● **SUPPLIED RECORDS**:
------------------------------------------------
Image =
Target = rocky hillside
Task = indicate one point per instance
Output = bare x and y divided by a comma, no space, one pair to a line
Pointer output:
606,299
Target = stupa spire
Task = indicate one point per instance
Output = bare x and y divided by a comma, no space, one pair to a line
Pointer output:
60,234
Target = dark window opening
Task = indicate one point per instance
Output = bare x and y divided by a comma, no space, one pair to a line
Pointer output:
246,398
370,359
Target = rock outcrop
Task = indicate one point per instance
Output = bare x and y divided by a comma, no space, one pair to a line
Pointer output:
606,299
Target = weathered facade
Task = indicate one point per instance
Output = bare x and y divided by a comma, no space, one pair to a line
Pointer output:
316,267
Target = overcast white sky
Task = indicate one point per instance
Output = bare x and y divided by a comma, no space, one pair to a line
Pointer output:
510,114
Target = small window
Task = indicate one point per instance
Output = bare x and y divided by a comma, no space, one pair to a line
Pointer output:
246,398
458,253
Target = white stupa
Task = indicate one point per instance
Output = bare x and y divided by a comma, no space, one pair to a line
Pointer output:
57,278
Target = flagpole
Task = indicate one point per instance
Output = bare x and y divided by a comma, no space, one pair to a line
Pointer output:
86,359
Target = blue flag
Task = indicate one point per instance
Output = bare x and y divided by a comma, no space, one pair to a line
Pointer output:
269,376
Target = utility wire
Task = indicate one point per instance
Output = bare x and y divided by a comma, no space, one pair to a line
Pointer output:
------------------------------------------------
● **EXERCISE DETAILS**: Reproduce the material above verbatim, line by line, with no changes.

● **WRITTEN SOLUTION**:
Image =
Target = rocky hillside
Task = indicate one point per instance
Output = bare x and y divided by a comma, no space, one pair to a line
Pointer output:
606,299
Target = stupa spire
Task = indicate one point per instance
Output = bare x and y divided by a comma, no space, one pair to a line
Pointer output:
60,234
Target = dark window opening
Task = indicate one point per instance
Output = bare x and y divided by a comma, no space, one pair to a line
Pointer output:
246,398
370,359
Target = rock outcrop
Task = indicate one point per instance
Output = bare x and y divided by a comma, no space, one pair to a line
Pointer output:
606,299
Target = weathered facade
Task = indicate one point per instance
Output = bare x and y divided by a comma, no space, one pair to a line
Pointer output:
316,267
Target = overcast white sky
Task = indicate one point per instance
Output = bare x and y divided by a comma, no space, one pair to a line
Pointer output:
510,114
Target = small window
Task = indicate one point per instance
Output = bare x and y divided by a comma, no space, one pair to a line
Pointer output:
246,398
458,253
Target = white stupa
Task = indicate one point per instance
Output = bare x and y divided by a comma, no space, one pair to a line
Pointer output:
57,278
Target = flagpole
Task = indicate one point per instance
Output = bare x and y divided by a comma, no space, one pair to a line
Pointer output:
86,359
Target = blue flag
Task = indicate one point per instance
Output = bare x and y divided by a comma, no space, one pair to a line
Pointer output:
269,376
Target = utility wire
Task = indicate one point per instance
Output = bare x and y divided by a comma, no space, one pair to a line
Pointer output:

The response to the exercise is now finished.